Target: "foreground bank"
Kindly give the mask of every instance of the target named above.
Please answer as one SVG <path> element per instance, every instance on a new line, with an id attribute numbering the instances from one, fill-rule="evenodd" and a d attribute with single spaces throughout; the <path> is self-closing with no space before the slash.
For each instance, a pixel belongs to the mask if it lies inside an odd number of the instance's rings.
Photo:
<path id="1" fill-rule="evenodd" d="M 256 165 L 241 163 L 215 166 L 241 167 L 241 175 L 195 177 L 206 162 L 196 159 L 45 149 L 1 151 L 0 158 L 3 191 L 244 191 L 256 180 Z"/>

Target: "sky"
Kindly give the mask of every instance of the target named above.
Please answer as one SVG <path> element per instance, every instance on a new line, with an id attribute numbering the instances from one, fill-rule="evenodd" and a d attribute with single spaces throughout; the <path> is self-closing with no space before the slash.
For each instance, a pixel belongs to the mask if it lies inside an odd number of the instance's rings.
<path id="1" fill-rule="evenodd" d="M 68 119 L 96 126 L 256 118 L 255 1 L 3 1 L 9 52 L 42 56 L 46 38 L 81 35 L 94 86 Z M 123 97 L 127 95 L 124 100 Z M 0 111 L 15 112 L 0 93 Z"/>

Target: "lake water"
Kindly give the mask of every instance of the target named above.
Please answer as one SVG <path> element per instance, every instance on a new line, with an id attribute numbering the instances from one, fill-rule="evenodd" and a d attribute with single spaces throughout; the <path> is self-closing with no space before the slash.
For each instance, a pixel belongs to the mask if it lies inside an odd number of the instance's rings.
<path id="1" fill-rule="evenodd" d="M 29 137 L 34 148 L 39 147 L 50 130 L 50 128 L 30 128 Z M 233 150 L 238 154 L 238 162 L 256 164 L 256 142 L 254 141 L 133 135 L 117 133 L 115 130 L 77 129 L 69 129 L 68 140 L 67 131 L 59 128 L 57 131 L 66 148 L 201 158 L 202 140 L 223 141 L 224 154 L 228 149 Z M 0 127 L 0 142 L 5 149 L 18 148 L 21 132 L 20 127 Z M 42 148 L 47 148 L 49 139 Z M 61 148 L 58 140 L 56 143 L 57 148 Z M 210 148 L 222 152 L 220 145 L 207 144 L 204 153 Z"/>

__WHAT YOU WILL DO__.
Rewrite every row above, putting "uneven number" wherever "odd number" appears and changing nothing else.

__RESULT OF THIS TASK__.
Target: "foreground bank"
Kindly give the mask of every instance of the target named above.
Please answer as one SVG <path> element per instance, every instance on a new line, with an id attribute numbering the instances from one, fill-rule="evenodd" and a d attribute with single spaces throughout; the <path> is self-closing with no space before the slash.
For each instance, a pixel belongs to the mask if it lies inside an uneven number of the instance's rings.
Photo:
<path id="1" fill-rule="evenodd" d="M 256 165 L 241 163 L 215 166 L 241 167 L 241 175 L 195 177 L 206 162 L 196 159 L 45 149 L 1 151 L 0 158 L 3 191 L 244 191 L 256 180 Z"/>

Target: "sky"
Kindly give the mask of every instance of the target named above.
Please answer as one SVG <path> element per instance, every instance on a new line, with an id attribute numbering the instances from one, fill-rule="evenodd" and a d attribute with single spaces throughout; the <path> is self-closing with no space before the slash.
For each instance, a pixel belongs to the mask if it lies inside an uneven number of the instance's rings.
<path id="1" fill-rule="evenodd" d="M 68 119 L 96 126 L 256 118 L 255 1 L 3 1 L 9 52 L 42 56 L 46 38 L 81 35 L 94 86 Z M 123 97 L 127 95 L 124 100 Z M 0 111 L 15 112 L 0 93 Z"/>

Target: "lake water"
Kindly give the mask of every instance of the target named above.
Please answer as one SVG <path> element per instance, every instance on a new line, with an id attribute numbering the instances from one, fill-rule="evenodd" and a d attribute with single spaces throughout; the <path> is self-closing with no space before the slash.
For each instance, a pixel belongs to the mask if it lies inside an uneven number of the instance's rings.
<path id="1" fill-rule="evenodd" d="M 29 137 L 34 148 L 39 147 L 50 130 L 50 128 L 30 128 Z M 233 150 L 238 154 L 238 162 L 256 164 L 256 142 L 254 141 L 133 135 L 117 133 L 115 130 L 77 129 L 69 129 L 68 140 L 67 131 L 59 128 L 57 131 L 66 148 L 201 158 L 202 140 L 223 141 L 224 154 L 228 149 Z M 0 127 L 0 142 L 5 149 L 18 148 L 21 132 L 20 127 Z M 42 148 L 47 148 L 49 139 Z M 61 148 L 58 140 L 56 143 L 57 148 Z M 210 148 L 222 152 L 220 145 L 207 144 L 204 153 Z"/>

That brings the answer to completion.